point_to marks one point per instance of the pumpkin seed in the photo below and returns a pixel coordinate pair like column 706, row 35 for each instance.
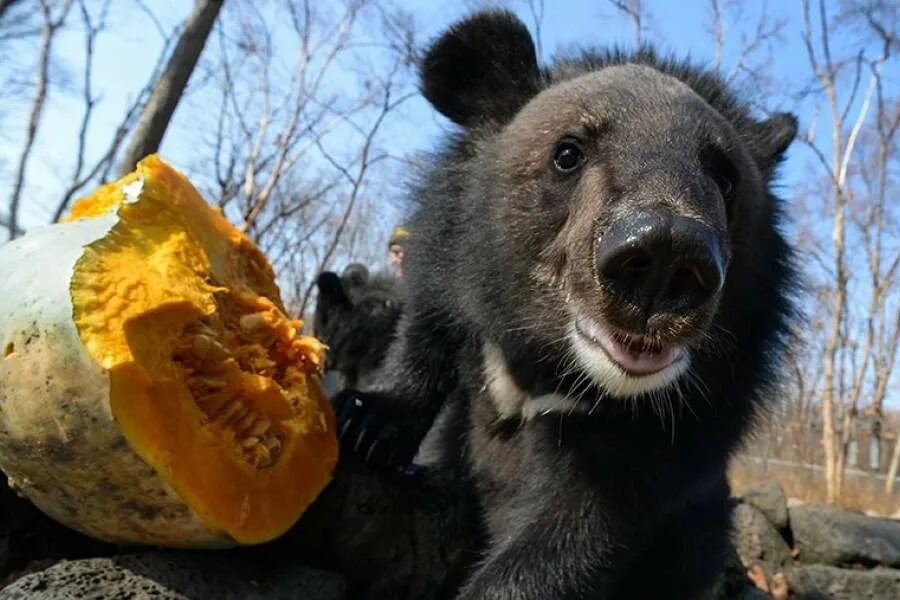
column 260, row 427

==

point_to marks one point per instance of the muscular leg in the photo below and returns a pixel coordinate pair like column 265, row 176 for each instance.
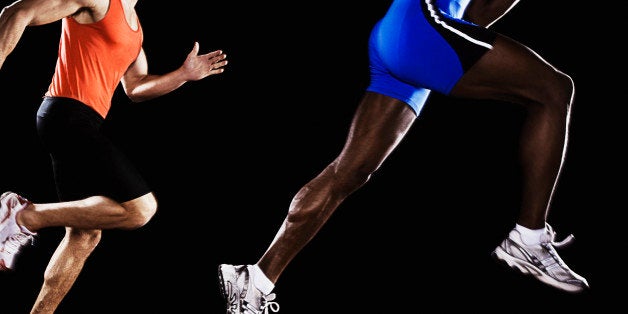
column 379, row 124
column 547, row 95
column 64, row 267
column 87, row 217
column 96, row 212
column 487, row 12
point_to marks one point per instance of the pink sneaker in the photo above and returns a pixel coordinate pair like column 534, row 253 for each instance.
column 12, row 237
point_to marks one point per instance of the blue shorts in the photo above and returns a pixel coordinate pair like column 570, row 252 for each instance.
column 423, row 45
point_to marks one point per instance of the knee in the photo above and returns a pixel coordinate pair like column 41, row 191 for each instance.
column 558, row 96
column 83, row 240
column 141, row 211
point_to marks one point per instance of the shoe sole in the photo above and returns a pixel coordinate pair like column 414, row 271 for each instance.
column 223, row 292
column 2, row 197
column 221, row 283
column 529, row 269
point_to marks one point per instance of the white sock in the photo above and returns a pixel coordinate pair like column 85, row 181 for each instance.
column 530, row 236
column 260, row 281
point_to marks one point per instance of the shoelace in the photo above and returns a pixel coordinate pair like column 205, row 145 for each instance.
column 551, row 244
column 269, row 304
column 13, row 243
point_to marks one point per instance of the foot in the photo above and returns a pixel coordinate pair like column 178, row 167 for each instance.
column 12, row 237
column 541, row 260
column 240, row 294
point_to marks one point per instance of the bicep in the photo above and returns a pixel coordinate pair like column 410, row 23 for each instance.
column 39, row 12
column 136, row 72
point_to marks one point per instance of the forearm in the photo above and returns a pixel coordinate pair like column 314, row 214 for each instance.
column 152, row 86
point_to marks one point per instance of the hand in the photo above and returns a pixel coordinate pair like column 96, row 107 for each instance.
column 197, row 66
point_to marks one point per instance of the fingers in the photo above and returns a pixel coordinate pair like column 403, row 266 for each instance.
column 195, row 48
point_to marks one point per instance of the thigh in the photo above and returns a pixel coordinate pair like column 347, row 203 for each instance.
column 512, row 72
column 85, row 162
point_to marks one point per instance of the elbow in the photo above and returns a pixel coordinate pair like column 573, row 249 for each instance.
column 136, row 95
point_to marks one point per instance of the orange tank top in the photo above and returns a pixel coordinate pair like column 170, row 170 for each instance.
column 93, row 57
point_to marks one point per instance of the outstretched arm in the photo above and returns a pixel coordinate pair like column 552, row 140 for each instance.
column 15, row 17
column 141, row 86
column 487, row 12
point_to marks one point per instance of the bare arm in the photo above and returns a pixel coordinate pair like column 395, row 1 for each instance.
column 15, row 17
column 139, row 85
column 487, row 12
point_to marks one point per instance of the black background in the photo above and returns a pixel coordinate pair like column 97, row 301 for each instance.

Prompt: Pick out every line in the material above that contains the string "below" and copy each one. Case counts.

Finished answer:
point_to marks one point per instance of the pumpkin seed in the photo below and returns a pixel coordinate pair like column 706, row 35 for each instance.
point_to marks one point per instance of the muscular leg in the photo below and returns a pixel coordinate pair like column 265, row 176 for each instance.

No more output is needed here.